▶ _Ações necessárias_
(1) Responda, com base no trecho sobre imigração:
(a) Qual é o título do volume de Giovanni Sartori citado?
(b) Em que ano esse volume foi publicado?
(c) Em que locais os viajantes latino-americanos vêm sendo recebidos como criminosos?
(2) Relacione todos os países mencionados pelo nome no trecho sobre imigração.

----- Trecho selecionado -----

É claro que a segunda notícia tem ressonâncias muito mais dramáticas para nós, latino-americanos, dado que nossos viajantes, mesmo com os papéis em ordem, já vêm sendo com frequência recebidos como criminosos em aeroportos europeus diante da simples presunção, pelas autoridades responsáveis, de que se trata de imigrantes. Mesmo pobres, porém, os latino-americanos provêm, quando nada, de países amplamente constituídos pelo colonialismo europeu e portadores, portanto, em medida importante, de sua cultura (não obstante o empenho de certas análises em separar uma peculiar "civilização latino-americana" do "Ocidente" - análises que às vezes se mostram ambíguas quanto ao caráter "ocidental" até de Espanha e Portugal...). Mas a feição dramática dos problemas postos pela imigração se reforça pelo fato de que em muitos casos, com ligações coloniais prévias ou não, trata-se de imigrantes provenientes de culturas não só claramente diferentes das dos países receptores, mas que chegam até a hostilizá-las - e a serem percebidas como hostis pelas populações hospedeiras, o que favorece e intensifica os preconceitos e suspeitas.
As torturadas reflexões a respeito se ilustram com um pequeno volume de Giovanni Sartori, "A Sociedade Multiétnica", publicado em 2001. Sartori, postado firmemente numa tradição liberal e pluralista, enfrenta com ardor as distorções "multiculturalistas" dessa tradição. Tais distorções, que brotam nos Estados Unidos mas se fazem presentes também na Europa, representariam pontos de referência intelectuais para uma disposição empenhada no reconhecimento igualitário e na integração a todo custo das populações e etnias diversas, incluídas, naturalmente, as dos imigrantes.

----- Linhas extraídas -----

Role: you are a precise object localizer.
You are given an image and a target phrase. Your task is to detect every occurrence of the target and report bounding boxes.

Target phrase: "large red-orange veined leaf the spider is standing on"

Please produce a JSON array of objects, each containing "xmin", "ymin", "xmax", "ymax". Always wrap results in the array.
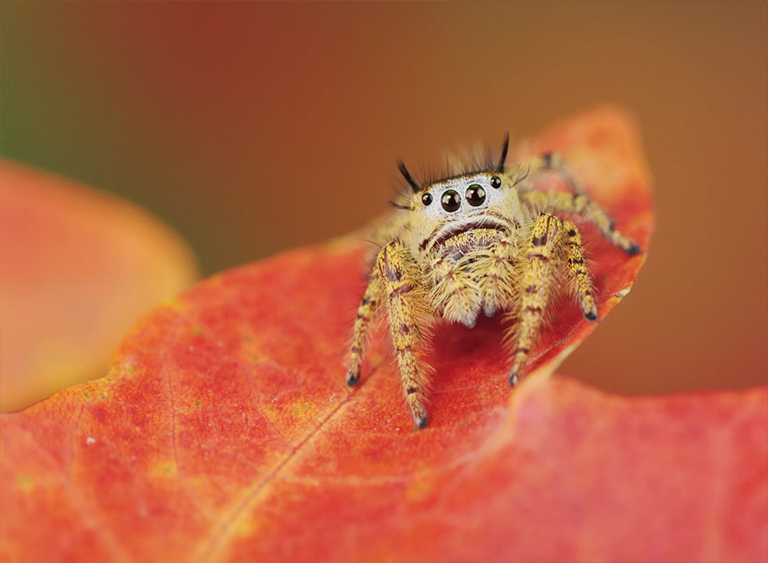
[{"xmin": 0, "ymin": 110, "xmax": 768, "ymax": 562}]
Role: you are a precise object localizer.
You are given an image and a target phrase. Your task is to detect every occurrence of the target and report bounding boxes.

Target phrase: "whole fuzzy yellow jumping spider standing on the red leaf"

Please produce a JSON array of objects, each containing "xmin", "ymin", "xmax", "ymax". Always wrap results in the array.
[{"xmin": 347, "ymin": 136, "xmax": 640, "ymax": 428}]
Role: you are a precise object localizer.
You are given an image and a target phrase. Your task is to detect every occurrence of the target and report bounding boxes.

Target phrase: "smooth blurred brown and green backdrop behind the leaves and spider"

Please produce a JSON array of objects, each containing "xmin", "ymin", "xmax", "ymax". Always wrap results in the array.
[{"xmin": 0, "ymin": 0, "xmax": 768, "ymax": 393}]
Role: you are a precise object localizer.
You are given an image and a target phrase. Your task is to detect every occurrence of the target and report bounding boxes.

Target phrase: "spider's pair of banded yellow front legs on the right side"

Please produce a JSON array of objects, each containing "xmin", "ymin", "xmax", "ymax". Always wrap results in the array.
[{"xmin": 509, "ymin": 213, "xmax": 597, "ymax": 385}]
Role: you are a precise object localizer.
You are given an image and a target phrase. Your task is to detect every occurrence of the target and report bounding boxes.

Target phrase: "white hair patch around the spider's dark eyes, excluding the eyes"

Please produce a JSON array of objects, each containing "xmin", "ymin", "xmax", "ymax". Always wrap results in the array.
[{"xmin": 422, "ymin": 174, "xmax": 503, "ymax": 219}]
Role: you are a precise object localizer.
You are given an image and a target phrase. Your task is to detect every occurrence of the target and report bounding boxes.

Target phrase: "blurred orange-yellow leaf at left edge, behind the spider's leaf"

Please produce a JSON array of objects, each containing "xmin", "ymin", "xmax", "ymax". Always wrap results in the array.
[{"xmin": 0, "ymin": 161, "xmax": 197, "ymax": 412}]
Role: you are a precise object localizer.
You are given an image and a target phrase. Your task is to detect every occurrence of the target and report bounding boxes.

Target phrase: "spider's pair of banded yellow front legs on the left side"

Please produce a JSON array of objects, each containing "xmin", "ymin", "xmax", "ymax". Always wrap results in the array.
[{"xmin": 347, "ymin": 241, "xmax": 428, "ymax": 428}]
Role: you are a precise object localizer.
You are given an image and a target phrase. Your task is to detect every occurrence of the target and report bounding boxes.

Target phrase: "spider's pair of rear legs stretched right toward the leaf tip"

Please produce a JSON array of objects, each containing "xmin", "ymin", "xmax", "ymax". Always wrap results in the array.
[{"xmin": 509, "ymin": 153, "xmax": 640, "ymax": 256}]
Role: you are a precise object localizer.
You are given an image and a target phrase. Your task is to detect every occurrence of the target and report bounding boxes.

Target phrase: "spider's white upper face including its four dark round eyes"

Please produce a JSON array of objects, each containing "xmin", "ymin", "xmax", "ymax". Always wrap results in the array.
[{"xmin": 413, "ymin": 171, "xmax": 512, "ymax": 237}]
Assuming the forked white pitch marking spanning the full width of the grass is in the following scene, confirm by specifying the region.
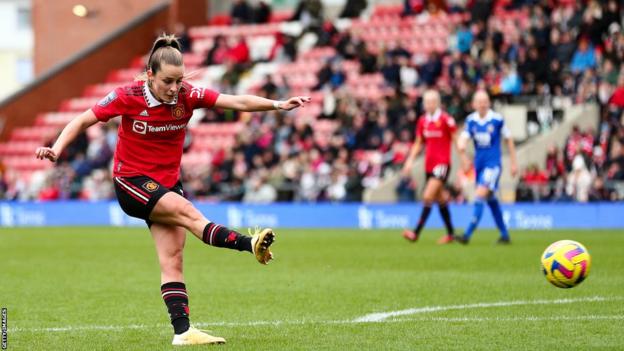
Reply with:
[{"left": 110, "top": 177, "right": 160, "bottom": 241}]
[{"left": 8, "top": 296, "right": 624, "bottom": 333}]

-----

▶ _Soluções a seguir_
(1)
(a) "A Sociedade Multiétnica"
(b) 2001
(c) Em aeroportos europeus

(2) Espanha, Portugal, Estados Unidos